Records drawn from a dataset:

══════════════════════════════

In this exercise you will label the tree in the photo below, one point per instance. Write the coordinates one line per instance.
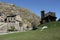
(59, 19)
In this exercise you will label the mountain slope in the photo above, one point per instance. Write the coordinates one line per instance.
(52, 33)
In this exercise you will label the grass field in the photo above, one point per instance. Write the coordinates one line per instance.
(52, 33)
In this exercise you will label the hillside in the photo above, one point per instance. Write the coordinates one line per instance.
(27, 16)
(52, 33)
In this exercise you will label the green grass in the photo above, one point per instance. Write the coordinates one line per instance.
(52, 33)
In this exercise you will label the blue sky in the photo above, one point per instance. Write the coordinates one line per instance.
(38, 5)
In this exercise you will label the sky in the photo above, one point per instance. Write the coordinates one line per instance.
(36, 6)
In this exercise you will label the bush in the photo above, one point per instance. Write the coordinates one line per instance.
(12, 29)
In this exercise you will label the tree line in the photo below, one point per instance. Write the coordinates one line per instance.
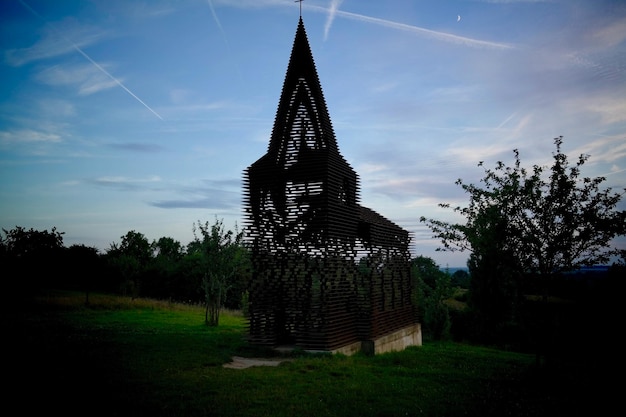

══════════════════════════════

Your goal: The lines to repeat start at the one holding "In this exercise you will label the hillside" and run through the last line of the records above; write them out exactly, both ends included, but not the pictures.

Response for this exercise:
In this exercise you will label the hillside in the photo above, one point per instance. Write the coordinates one line per instance.
(27, 16)
(52, 33)
In this exercise you will label the green grass in the photo above, one point per instance. Write the coordinates one line per instance.
(52, 33)
In this exercise you will label the blue sky in the photo above, one point per instance. Write the coordinates one line per instance.
(38, 5)
In this exercise you will label the sky in the photo above, one point per instance. Write the coordinates one line per instance.
(36, 6)
In this exercise you will label the bush in the photo above, one point per instance. Write the coordinates one line per instance.
(12, 29)
In this exercise you will label the tree line in the photo below, one point per instance. Write the coordinates one line per instance.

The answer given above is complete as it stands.